• Aim A:
Answer these questions about the Tarmac Talk transcript:
(i) Who plays Jerry Seinfeld?
(ii) From which airport is "Tarmac Talk" broadcast live?
(iii) For how many minutes did Debs kiss Greg after hearing the idea?

Saturday Night Live Transcripts
Season 28: Episode 6
Greg Hankertine…..Tim Meadows
Debs Macallum…..Joan Allen
Jerry Seinfeld…..Jimmy Fallon
[Opens with a jumbo jet departing]
Announcer: Live from La Guardia Airport in New York City is “Tarmac Talk”. With your hosts, Greg Hankertine and Debs Macallum.[Tarmac Talk logo] [Debs and Greg sit on their TV talk show set on a noisy and windy airport tarmac. Cyclone fence behind them, guiding lights flashing]
Debs Macallum: Hi. I’m Debs Macallum and this is Greg Hankertine. Welcome to the very first episode of “Tarmac Talk”. The only talk show smart enough…
Greg Hankertine: …and fun enough…
Debs Macallum: …to broadcast live from an airport tarmac. Why? Because airports are exciting places. Filled with heartfelt hellos and goodbyes. What better place to host a talk show than here?
Greg Hankertine: There is none.
Debs Macallum: None.
Greg Hankertine: Debs and I worked so hard on this show. And we’re so thrilled to get it off the ground. Pun definitely intended.
Debs Macallum: That’s right. It was Greg’s brainchild. And when he told me the idea I kissed him on the lips for 8 minutes and the next day we were married.
Greg Hankertine: That’s right. Debs, I got an idea. Let’s get really special right now. Let’s start the fun, ok? Please welcome our first guest, Mr. Jerry Seinfeld.
Debs Macallum: Jerry! Thank you so much for coming to our first show of “Tarmac Talk”.
Jerry Seinfeld: Well, it’s nice to be here. But, uh, what are you people thinking? We’re on an airport tarmac!
Greg Hankertine: Yeah. Jerry, do you feel you have anything left to prove as a comedian?
Jerry Seinfeld: What?! Its very hard to hear you! Am I finished? Can I go?[It gets dangerously windy and the jet engine roars get closer]
Greg Hankertine: Well, it is getting kind of rowdy in here. It’s kind of like a big studio audience.
Jerry Seinfeld: It’s loud and hot! I hate it.
Debs Macallum: We didn’t realize that this would happen. Some things are just unpredictable.

• Data section:
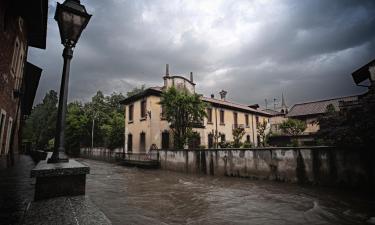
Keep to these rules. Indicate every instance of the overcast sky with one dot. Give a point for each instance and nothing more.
* * *
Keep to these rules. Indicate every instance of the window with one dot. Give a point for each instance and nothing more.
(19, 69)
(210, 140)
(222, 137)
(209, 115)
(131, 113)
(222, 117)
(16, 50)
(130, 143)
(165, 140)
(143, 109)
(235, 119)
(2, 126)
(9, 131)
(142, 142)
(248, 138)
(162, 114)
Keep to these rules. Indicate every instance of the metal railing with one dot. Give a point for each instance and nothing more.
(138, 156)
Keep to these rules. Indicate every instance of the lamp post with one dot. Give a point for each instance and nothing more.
...
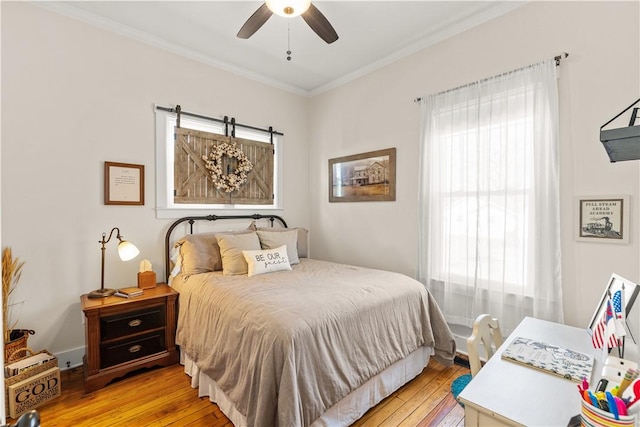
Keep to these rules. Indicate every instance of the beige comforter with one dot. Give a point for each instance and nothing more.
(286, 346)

• Aim B:
Pick out every line of the entries above that contains the word "Indicate". Case counts.

• Full response A:
(i) Jimmy Fallon
(ii) La Guardia Airport in New York City
(iii) 8 minutes

• Full response B:
Keep to these rules. Indicate every instance of the overcast sky with one dot. Give a point for each instance and nothing more.
Keep to these rules. Indicate every instance of the window with one dot. Give a point for each instance and nothing more.
Keep to these rules. Indicate every instance of the metal railing with one dot. Give a point for each instance and nothing more.
Keep to these rules. Indicate every instance of the lamp post with one dot. Give a point for each instance and nothing more.
Keep to these rules. Indicate every instance of the beige comforter with one dot. Give a point for each instance and nothing more.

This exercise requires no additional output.